Reproduce verbatim the lines that follow, beginning with the line containing "of the double-hung" and ending with the line containing "x=274, y=283", both included; output no other lines.

Items from a dataset:
----------------------------------------
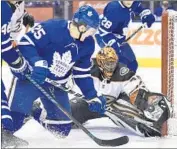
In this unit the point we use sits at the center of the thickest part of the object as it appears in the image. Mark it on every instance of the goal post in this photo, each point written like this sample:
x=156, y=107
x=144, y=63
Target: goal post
x=169, y=67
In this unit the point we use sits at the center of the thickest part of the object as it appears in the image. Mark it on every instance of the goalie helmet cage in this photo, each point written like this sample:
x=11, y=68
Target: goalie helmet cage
x=169, y=67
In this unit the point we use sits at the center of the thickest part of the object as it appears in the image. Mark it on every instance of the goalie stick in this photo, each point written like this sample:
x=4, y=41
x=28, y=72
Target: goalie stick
x=114, y=142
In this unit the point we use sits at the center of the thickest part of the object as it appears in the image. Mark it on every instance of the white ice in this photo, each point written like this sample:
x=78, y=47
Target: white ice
x=103, y=128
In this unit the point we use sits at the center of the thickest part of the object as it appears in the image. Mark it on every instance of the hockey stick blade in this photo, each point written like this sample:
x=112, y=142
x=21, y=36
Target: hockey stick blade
x=114, y=142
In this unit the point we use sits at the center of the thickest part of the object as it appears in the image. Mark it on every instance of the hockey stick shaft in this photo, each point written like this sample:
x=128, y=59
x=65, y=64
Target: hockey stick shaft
x=113, y=142
x=13, y=77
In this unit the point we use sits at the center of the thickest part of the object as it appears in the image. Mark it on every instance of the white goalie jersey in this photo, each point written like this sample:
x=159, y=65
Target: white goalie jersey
x=123, y=80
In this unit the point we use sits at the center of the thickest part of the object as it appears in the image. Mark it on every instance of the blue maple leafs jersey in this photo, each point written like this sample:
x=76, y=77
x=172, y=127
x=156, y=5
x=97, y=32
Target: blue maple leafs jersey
x=114, y=23
x=51, y=41
x=8, y=53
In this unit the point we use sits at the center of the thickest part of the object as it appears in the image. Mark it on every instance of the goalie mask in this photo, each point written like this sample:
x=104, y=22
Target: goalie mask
x=107, y=61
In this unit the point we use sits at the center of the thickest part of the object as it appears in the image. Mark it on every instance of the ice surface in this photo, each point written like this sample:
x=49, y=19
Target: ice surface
x=103, y=128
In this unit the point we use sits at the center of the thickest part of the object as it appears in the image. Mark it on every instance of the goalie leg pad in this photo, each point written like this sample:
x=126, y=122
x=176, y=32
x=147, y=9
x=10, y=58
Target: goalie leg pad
x=80, y=110
x=6, y=118
x=59, y=128
x=129, y=119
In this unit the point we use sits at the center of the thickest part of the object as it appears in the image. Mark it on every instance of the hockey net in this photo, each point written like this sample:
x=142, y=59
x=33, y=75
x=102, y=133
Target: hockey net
x=169, y=67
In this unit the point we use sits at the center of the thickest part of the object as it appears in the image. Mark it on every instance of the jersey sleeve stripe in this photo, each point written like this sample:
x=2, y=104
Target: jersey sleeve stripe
x=81, y=69
x=30, y=41
x=6, y=117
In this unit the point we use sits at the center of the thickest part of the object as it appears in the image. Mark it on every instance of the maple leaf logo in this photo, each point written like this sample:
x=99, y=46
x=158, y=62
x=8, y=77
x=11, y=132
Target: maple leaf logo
x=61, y=64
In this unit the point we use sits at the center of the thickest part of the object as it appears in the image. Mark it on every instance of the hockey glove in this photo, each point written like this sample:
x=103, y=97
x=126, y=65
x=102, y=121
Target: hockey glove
x=97, y=104
x=40, y=71
x=20, y=69
x=147, y=17
x=28, y=20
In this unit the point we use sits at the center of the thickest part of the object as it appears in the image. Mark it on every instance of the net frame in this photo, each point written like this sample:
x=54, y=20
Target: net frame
x=169, y=56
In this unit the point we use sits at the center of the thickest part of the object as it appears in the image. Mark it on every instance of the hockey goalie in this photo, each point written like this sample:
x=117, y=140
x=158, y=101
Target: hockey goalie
x=130, y=104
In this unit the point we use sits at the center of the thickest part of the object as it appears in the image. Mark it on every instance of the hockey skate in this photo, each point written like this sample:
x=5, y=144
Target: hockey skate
x=11, y=141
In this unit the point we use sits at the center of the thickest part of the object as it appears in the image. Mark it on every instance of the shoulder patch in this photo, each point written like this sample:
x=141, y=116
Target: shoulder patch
x=124, y=71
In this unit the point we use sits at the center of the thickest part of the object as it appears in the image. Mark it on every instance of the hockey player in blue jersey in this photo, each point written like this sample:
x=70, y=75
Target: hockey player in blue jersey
x=17, y=64
x=56, y=49
x=114, y=26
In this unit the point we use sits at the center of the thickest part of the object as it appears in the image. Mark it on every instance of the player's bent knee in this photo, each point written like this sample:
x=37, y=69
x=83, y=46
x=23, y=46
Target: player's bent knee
x=59, y=128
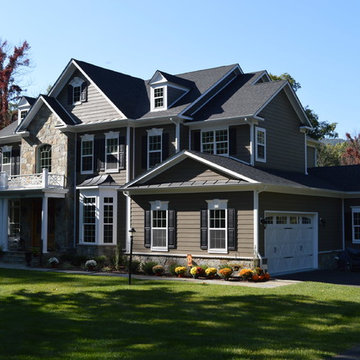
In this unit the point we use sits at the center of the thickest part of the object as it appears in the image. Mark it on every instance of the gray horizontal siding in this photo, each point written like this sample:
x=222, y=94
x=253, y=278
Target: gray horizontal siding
x=285, y=145
x=96, y=109
x=188, y=208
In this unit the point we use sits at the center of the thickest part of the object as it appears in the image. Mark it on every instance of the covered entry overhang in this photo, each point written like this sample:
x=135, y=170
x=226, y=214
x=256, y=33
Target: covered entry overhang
x=21, y=194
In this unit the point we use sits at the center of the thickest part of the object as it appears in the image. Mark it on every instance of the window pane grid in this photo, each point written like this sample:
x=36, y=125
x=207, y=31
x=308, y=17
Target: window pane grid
x=159, y=228
x=89, y=218
x=45, y=157
x=215, y=142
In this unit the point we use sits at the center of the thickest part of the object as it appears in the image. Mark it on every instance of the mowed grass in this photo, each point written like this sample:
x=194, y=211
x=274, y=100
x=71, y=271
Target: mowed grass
x=61, y=316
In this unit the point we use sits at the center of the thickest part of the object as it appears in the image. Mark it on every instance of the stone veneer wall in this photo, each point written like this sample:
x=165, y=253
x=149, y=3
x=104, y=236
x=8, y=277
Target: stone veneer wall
x=42, y=131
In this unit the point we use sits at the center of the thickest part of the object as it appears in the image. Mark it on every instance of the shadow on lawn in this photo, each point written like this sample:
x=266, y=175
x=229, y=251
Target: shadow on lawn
x=155, y=322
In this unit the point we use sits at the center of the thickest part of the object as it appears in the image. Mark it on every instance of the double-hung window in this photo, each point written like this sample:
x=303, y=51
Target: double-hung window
x=112, y=152
x=159, y=225
x=215, y=141
x=154, y=147
x=260, y=144
x=44, y=157
x=108, y=215
x=89, y=219
x=158, y=98
x=87, y=154
x=355, y=214
x=217, y=226
x=6, y=159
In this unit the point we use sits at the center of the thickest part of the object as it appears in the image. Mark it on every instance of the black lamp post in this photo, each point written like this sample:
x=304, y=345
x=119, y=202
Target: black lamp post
x=131, y=231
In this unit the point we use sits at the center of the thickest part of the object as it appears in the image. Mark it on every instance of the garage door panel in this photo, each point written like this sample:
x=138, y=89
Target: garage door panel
x=289, y=242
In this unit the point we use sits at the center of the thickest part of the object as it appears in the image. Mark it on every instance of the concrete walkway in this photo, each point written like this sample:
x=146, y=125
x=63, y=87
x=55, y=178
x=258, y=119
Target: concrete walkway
x=274, y=283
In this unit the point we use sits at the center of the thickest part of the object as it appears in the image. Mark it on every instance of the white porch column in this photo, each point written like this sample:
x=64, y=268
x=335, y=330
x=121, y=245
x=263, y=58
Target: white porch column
x=4, y=221
x=44, y=223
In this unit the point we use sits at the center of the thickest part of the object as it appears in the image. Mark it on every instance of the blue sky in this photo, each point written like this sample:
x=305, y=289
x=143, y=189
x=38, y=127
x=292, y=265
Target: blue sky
x=317, y=42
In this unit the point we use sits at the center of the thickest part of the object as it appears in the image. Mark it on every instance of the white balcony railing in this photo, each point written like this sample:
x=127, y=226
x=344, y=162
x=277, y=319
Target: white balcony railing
x=44, y=180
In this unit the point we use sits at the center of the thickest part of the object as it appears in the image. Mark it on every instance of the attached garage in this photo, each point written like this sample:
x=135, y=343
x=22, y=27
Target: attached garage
x=291, y=241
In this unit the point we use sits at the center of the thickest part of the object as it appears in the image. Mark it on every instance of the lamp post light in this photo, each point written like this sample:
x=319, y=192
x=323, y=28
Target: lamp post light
x=131, y=231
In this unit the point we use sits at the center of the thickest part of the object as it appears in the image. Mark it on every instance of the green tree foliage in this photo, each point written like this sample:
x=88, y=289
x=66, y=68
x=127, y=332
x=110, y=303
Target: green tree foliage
x=351, y=155
x=321, y=129
x=331, y=154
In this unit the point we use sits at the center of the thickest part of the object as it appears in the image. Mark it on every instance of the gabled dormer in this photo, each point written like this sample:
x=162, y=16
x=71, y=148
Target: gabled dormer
x=24, y=106
x=166, y=90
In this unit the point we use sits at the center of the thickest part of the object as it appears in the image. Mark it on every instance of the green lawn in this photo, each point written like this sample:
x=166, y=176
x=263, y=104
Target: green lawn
x=60, y=316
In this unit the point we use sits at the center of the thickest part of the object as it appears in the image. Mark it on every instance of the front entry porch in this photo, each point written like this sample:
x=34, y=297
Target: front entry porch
x=29, y=223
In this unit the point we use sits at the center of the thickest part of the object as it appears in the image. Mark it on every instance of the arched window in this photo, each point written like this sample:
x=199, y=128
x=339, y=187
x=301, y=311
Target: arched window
x=44, y=157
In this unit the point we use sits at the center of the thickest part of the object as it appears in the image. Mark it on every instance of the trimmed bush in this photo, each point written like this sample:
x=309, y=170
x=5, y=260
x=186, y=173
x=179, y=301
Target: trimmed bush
x=147, y=267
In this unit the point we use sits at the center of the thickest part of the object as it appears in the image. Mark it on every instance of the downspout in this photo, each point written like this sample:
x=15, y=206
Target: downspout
x=343, y=222
x=75, y=198
x=128, y=203
x=256, y=226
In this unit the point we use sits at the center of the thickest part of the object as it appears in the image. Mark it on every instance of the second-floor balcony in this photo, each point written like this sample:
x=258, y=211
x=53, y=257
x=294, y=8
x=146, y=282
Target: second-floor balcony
x=44, y=180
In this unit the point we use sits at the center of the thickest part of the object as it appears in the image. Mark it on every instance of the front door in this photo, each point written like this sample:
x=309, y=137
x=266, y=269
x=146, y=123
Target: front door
x=36, y=223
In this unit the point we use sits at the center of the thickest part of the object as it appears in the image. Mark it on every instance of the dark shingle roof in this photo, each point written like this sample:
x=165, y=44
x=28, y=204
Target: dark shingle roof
x=105, y=179
x=55, y=105
x=241, y=98
x=30, y=100
x=9, y=130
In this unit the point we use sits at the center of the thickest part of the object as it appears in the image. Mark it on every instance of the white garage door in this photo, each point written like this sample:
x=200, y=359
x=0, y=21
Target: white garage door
x=290, y=242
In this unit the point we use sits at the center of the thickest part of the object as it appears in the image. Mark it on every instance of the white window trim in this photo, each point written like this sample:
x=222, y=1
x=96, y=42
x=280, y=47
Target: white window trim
x=6, y=148
x=84, y=138
x=354, y=209
x=257, y=130
x=99, y=195
x=217, y=204
x=76, y=82
x=152, y=103
x=82, y=219
x=153, y=132
x=214, y=141
x=160, y=205
x=112, y=135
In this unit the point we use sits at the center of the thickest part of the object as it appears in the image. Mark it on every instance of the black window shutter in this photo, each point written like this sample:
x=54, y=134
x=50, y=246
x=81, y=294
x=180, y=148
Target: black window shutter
x=232, y=243
x=147, y=229
x=15, y=161
x=70, y=94
x=99, y=151
x=172, y=229
x=195, y=140
x=165, y=146
x=84, y=88
x=122, y=152
x=232, y=141
x=204, y=229
x=78, y=153
x=144, y=152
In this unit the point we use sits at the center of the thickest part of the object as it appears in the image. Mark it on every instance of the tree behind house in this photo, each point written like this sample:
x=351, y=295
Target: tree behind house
x=10, y=90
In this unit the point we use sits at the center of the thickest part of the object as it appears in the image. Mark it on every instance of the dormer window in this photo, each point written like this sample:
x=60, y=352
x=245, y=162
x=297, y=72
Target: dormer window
x=77, y=91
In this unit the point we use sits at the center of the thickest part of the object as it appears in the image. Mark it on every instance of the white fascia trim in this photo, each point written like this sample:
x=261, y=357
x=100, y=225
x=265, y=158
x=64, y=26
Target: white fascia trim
x=295, y=97
x=211, y=97
x=210, y=88
x=98, y=89
x=260, y=76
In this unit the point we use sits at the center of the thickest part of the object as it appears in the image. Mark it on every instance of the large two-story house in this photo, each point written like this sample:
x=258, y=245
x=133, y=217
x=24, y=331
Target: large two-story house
x=214, y=163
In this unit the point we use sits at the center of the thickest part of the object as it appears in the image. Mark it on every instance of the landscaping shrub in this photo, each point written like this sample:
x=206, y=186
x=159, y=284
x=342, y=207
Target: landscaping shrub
x=158, y=270
x=147, y=267
x=172, y=268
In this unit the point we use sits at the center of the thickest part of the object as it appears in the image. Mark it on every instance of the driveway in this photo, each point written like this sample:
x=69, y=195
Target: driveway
x=327, y=276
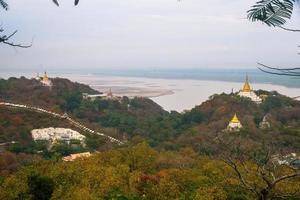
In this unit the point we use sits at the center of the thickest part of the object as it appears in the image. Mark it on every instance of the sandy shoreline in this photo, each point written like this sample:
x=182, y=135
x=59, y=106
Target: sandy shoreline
x=172, y=94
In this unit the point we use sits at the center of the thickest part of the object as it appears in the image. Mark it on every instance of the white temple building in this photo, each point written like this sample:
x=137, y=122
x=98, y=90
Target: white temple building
x=265, y=124
x=54, y=135
x=249, y=93
x=234, y=125
x=44, y=80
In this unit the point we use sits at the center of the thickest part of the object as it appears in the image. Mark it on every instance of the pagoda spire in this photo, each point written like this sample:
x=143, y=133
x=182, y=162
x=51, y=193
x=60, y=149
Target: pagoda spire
x=246, y=87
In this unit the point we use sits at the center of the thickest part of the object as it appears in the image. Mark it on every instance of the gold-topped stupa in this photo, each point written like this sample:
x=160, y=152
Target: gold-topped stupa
x=45, y=77
x=234, y=125
x=246, y=87
x=235, y=119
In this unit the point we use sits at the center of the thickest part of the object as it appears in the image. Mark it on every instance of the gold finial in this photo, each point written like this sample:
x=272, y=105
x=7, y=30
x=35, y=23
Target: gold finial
x=246, y=87
x=45, y=78
x=235, y=119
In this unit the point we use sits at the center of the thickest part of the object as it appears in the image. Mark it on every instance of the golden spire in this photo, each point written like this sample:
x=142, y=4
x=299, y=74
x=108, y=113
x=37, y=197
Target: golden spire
x=45, y=77
x=235, y=119
x=246, y=87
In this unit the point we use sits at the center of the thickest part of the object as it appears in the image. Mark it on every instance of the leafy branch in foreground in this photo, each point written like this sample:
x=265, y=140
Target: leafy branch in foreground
x=3, y=4
x=5, y=39
x=272, y=12
x=279, y=71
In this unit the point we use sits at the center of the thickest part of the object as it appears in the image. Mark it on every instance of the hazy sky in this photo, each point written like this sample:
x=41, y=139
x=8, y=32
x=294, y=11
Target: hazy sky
x=143, y=33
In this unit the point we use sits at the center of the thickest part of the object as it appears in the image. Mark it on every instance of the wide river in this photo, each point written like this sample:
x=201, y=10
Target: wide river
x=173, y=94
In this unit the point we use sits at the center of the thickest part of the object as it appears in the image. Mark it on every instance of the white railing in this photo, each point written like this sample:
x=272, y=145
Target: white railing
x=75, y=123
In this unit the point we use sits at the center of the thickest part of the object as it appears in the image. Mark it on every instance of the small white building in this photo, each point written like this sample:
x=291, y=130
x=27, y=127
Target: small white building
x=265, y=124
x=54, y=135
x=106, y=95
x=73, y=157
x=45, y=81
x=234, y=125
x=249, y=93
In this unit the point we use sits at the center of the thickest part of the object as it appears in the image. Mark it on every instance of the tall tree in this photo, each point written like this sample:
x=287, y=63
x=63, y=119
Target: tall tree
x=274, y=13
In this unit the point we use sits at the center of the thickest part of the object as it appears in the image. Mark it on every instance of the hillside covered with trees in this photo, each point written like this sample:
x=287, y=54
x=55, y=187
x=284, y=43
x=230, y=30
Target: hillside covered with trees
x=165, y=155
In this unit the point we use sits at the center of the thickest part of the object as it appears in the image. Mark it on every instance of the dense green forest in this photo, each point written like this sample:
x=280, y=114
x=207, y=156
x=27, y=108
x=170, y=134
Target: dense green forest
x=165, y=155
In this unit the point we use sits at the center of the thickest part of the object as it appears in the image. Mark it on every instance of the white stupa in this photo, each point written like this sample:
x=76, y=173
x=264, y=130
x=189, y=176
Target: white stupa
x=234, y=125
x=46, y=81
x=249, y=93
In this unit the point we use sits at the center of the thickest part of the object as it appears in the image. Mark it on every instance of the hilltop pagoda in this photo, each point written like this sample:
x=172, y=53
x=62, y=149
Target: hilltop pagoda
x=234, y=125
x=249, y=93
x=45, y=80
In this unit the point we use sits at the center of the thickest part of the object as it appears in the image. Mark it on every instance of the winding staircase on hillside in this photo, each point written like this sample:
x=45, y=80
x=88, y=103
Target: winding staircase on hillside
x=62, y=116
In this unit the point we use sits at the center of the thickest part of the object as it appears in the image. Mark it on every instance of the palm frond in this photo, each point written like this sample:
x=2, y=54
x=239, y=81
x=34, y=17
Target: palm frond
x=271, y=12
x=3, y=4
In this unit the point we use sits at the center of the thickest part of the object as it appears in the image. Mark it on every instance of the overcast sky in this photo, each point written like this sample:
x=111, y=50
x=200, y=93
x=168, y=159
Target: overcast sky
x=144, y=33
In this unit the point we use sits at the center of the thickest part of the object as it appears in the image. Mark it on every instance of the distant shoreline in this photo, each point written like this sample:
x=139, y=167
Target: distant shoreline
x=170, y=94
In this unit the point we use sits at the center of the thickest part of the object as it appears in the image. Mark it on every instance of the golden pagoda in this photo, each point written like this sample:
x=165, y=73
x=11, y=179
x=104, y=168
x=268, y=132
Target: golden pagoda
x=45, y=77
x=235, y=119
x=247, y=92
x=45, y=80
x=246, y=87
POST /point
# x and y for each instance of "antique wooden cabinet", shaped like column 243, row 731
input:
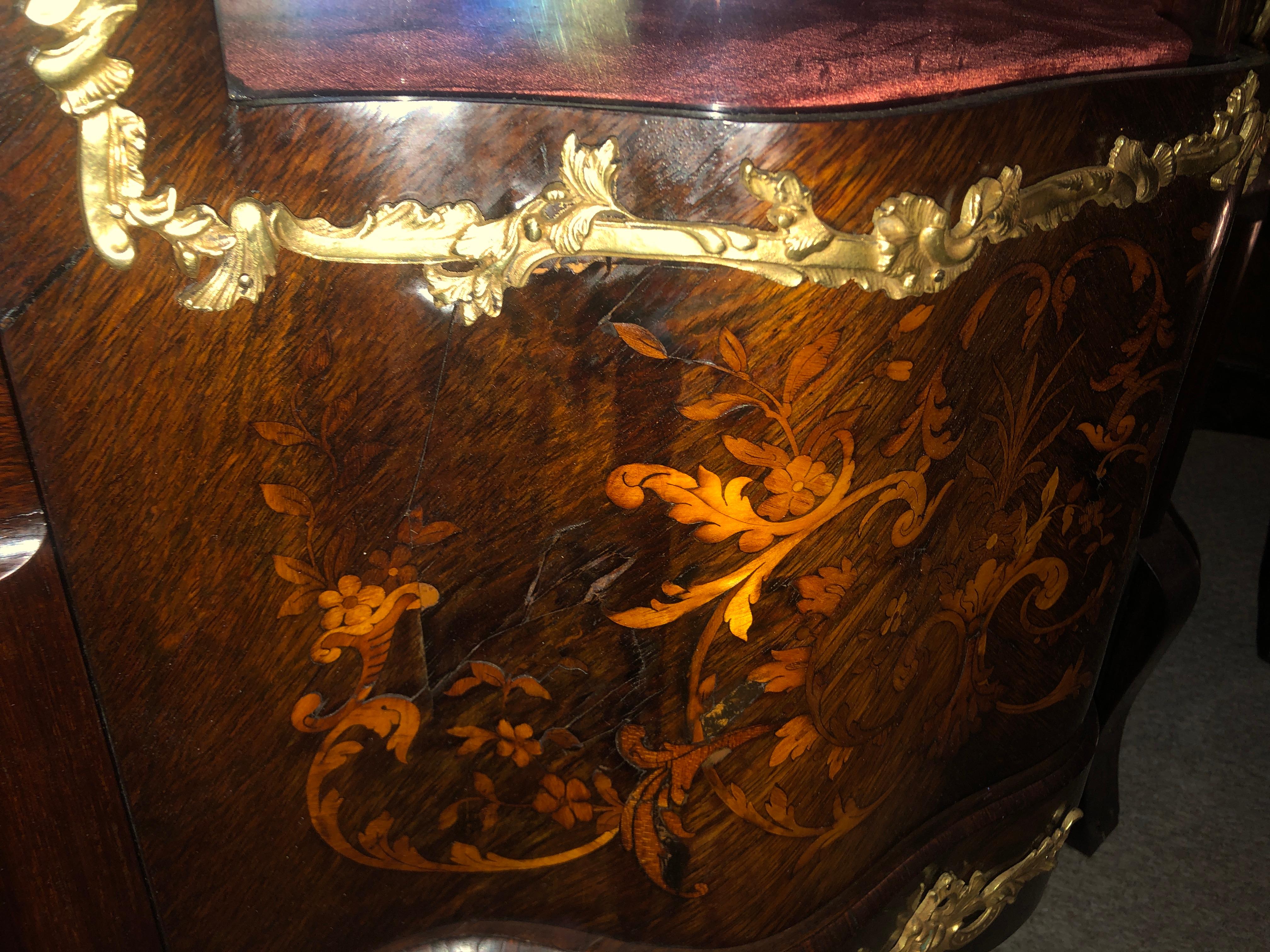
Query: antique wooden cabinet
column 644, row 527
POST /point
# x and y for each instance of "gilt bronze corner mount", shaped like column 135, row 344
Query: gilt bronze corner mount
column 915, row 248
column 954, row 912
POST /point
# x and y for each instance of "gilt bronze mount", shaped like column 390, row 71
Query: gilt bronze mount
column 915, row 248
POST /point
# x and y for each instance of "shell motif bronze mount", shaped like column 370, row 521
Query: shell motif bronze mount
column 954, row 912
column 915, row 247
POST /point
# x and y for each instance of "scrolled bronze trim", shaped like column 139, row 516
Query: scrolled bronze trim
column 954, row 912
column 915, row 247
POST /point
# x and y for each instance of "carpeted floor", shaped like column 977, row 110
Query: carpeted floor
column 1189, row 866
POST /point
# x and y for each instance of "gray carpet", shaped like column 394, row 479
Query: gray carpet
column 1189, row 865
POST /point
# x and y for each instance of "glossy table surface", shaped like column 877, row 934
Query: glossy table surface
column 718, row 55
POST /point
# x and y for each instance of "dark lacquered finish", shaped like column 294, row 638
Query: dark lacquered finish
column 176, row 450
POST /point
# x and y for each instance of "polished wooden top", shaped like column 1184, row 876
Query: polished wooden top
column 719, row 55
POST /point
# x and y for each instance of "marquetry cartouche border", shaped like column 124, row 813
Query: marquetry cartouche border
column 915, row 247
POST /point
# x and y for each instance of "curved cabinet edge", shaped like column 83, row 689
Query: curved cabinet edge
column 70, row 876
column 991, row 832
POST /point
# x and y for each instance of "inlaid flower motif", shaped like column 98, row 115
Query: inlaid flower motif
column 518, row 743
column 351, row 605
column 794, row 488
column 567, row 803
column 392, row 570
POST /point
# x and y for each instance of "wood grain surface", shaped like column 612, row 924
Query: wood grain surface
column 369, row 596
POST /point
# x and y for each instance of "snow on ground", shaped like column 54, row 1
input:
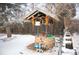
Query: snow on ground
column 16, row 45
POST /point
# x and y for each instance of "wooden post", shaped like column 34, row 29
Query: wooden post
column 46, row 23
column 8, row 31
column 33, row 23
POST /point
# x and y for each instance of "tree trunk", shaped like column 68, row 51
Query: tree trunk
column 8, row 32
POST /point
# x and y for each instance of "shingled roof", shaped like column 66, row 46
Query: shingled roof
column 35, row 11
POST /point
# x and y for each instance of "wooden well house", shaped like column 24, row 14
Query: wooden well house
column 46, row 22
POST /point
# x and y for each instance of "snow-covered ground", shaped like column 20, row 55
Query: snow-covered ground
column 17, row 45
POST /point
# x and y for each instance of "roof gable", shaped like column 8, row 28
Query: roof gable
column 35, row 11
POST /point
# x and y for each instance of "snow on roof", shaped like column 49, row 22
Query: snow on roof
column 36, row 10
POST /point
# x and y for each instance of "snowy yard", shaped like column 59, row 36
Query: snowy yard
column 17, row 45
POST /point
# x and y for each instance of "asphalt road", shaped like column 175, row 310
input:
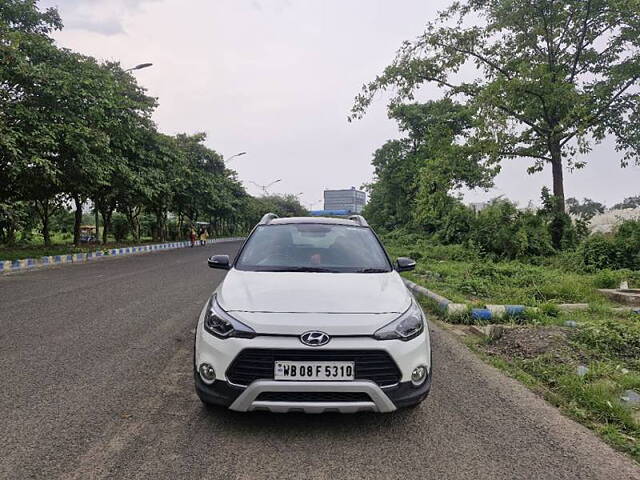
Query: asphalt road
column 95, row 382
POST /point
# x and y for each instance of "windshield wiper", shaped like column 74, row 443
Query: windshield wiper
column 302, row 269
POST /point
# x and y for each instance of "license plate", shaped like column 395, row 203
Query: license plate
column 313, row 371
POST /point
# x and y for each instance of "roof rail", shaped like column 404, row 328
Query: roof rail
column 266, row 219
column 359, row 219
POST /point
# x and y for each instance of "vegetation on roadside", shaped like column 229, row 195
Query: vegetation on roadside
column 464, row 274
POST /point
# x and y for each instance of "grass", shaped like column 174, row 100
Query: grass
column 463, row 277
column 606, row 342
column 61, row 246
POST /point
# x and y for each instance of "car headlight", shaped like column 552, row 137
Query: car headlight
column 219, row 323
column 409, row 325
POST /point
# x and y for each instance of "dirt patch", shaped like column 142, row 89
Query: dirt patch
column 532, row 342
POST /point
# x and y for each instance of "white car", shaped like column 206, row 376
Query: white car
column 312, row 316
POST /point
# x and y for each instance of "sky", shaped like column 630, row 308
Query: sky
column 277, row 78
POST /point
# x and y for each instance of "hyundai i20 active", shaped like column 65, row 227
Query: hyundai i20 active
column 312, row 316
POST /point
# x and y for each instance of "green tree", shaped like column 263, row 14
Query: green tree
column 415, row 175
column 552, row 77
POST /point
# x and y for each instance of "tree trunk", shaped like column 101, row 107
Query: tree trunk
column 77, row 220
column 559, row 218
column 43, row 208
column 132, row 214
column 558, row 174
column 106, row 213
column 96, row 214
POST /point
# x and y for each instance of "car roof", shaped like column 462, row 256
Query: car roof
column 320, row 220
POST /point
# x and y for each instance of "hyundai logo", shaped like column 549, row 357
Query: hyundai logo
column 315, row 338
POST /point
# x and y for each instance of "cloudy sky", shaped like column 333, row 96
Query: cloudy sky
column 276, row 78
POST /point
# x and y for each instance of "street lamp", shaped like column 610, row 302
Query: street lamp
column 139, row 67
column 265, row 187
column 236, row 155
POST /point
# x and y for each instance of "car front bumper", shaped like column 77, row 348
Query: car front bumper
column 220, row 353
column 245, row 399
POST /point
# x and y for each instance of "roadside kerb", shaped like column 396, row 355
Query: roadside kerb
column 7, row 266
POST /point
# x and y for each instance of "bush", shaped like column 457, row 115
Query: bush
column 503, row 231
column 612, row 337
column 622, row 250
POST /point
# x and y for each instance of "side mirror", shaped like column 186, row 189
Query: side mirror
column 219, row 261
column 404, row 264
----------------------------------------
THE COMPLETED TASK:
In this unit the point we use sits at the center of the thickest part of the object as it appears in the image. Mark it on every instance of the double-hung window in this photo, each point written like this sample:
x=303, y=51
Target: double-hung window
x=112, y=152
x=159, y=225
x=215, y=141
x=154, y=147
x=260, y=144
x=44, y=157
x=108, y=215
x=89, y=219
x=158, y=98
x=87, y=154
x=355, y=214
x=217, y=226
x=6, y=159
In this unit the point we use sits at the center of the thickest part of the object as it appears in the image. Mark it on every instance of the black lamp post in this photo, each point written like this sample:
x=304, y=345
x=119, y=202
Target: black lamp post
x=131, y=231
In this unit the point we use sits at the center of the thickest part of the object as it appears in the image. Mark it on every instance of the garage door panel in this photo, each point written like this sample:
x=138, y=89
Target: garage door panel
x=289, y=242
In this unit the point we use sits at the center of the thickest part of the object as it appears in the image. Mark it on every instance of the concrete walkway in this photo, each point written like this sample:
x=146, y=125
x=63, y=87
x=55, y=178
x=258, y=119
Target: concrete walkway
x=274, y=283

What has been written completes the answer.